* [Source]
A la différence des la presse anglophone, les médias français sont restés bien silencieux sur l’ampleur des affrontements entre l’armée gouvernementale et des groupes se réclamant de l’Etat islamique dans le Sud philippin, sur l’imposition de la loi martiale à Mindanao et sur la situation de crise dans l’archipel. Nous avons interrogé à ce sujet Reymund de Amore, membre de la direction du Parti révolutionnaire des Travailleurs – Mindanao (RPM-M), une section de la Quatrième Internationale.
Par rapport à la version initiale de cette interview, réalisé dans des conditions difficiles, des corrections importantes ont été apportées concernant le clan Maute.
Pierre Rousset – Comment les combats ont-ils commencé ?
Reymund de Amore – Le 23 mai 2017, une opération conjointe armée-police a été engagée dans la ville de Marawi pour capturer Isnilon Hapilon, considéré comme l’agent de l’Etat islamique à Mindanao (les Etats-Unis ont mis sa tête à prix pour cinq millions de dollars). La riposte du groupe Maute a été très forte, totalement imprévue. Le gouvernement a dû envoyer des renforts en urgence. Les combats n’ont pas cessé depuis.
Peux-tu faire le point sur la situation ?
Nous sommes bien implantés dans les deux provinces de Mindanao les plus concernées par la crise. Lanao del Sur, où se trouve la ville de Marawi et où ont lieu les combats ; et Lanao del Norte, où se trouve la ville d’Iligan et où se rendent beaucoup de réfugié.e.s. Il est pourtant difficile de faire un point précis de la situation. La violence du conflit a provoqué des déplacements massifs de population.
La ville de Marawi compte plus de 200.000 habitant.e.s, musulmans à environ 94% et chrétiens à environ 6%. Selon un organisme des Nations unies, OCHA, au 1er juin, il y avait plus de 100.000 « personnes déplacées », 14% d’entre elles se trouvant dans 24 centres d’évacuation et 86% en dehors, dans des campements de fortune, ou chez des proches.
Se déplacer est compliqué avec l’imposition de couvre-feux et la multiplication des check points, ces postes de contrôle militaires constitués par des chicanes placées en travers des routes. Enfin, nous sommes sous loi martiale, l’armée bloque l’accès de nombreuses zones pour éviter que des journalistes ou observateurs indépendants enquêtent.

* [Lignes]

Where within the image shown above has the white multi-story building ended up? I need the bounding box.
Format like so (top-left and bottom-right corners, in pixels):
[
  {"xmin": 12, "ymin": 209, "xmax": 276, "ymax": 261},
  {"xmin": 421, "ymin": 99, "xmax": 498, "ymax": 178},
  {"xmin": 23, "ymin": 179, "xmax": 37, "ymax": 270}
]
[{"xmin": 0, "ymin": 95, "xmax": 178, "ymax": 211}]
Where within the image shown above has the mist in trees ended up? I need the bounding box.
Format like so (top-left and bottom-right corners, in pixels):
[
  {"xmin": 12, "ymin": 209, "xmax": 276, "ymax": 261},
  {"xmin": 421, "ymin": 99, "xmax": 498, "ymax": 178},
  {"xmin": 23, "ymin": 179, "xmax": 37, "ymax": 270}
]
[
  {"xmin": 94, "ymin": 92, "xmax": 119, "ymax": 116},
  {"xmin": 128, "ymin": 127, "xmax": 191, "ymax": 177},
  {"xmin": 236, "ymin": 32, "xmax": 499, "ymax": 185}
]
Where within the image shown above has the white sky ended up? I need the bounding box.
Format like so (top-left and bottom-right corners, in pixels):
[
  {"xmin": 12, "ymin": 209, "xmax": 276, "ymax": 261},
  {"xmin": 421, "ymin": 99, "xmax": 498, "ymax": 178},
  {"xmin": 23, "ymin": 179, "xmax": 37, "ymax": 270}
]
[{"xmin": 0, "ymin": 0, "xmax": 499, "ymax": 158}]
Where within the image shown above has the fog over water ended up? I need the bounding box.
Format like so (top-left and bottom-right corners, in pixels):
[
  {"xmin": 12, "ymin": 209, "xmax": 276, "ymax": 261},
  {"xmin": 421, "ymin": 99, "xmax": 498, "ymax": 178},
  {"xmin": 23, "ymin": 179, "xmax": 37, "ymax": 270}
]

* [Tâche courte 1]
Restituez fidèlement le passage de l'entretien sur Marawi qui va de « Peux-tu faire le » à « massifs de population. ».
* [Tâche courte 2]
Rédigez la suite de l'entretien sur les combats de Marawi à partir de sa dernière phrase.

* [Réponse 1]
Peux-tu faire le point sur la situation ?
Nous sommes bien implantés dans les deux provinces de Mindanao les plus concernées par la crise. Lanao del Sur, où se trouve la ville de Marawi et où ont lieu les combats ; et Lanao del Norte, où se trouve la ville d’Iligan et où se rendent beaucoup de réfugié.e.s. Il est pourtant difficile de faire un point précis de la situation. La violence du conflit a provoqué des déplacements massifs de population.

* [Réponse 2]
Nous pouvons cependant dire que le tableau présenté par le gouvernement est très éloigné de la réalité. La presse a repris en boucle des chiffres officiels (près de cent combattants Maute tués, ainsi que 30 soldats des forces gouvernementales et 19 civils). La présidence a rapidement annoncé la reconquête de 90% de Marawi. Or plusieurs jours après cette déclaration, nous avons vu de puissants renforts continuer à entrer dans la ville, dont 21 tanks, ce qui signifie qu’en fait, les combats s’intensifiaient. Il y avait des unités de Marines, de l’armée de terre, de mer et de l’air, et la police nationale (PNP). C’est la guerre ; elle dure depuis 13 jours déjà.
Les victimes civiles sont certainement nombreuses. D’une part le groupe Maute a commis des massacres. Nous avons recueilli le témoignage de soldats qui ont vu nombre de cadavres décapités dans les rues de Marawi (surtout des chrétiens). D’autre part, l’armée recourt massivement à des bombardements aériens ou à l’artillerie. Il n’y a aucune « précision chirurgicale ». L’état-major a même dû reconnaître une bavure de taille : une de leurs unités a été bombardée par erreur, faisant plus de dix morts dans leurs rangs ! La ville est largement détruite.
D’où vient le groupe Maute ?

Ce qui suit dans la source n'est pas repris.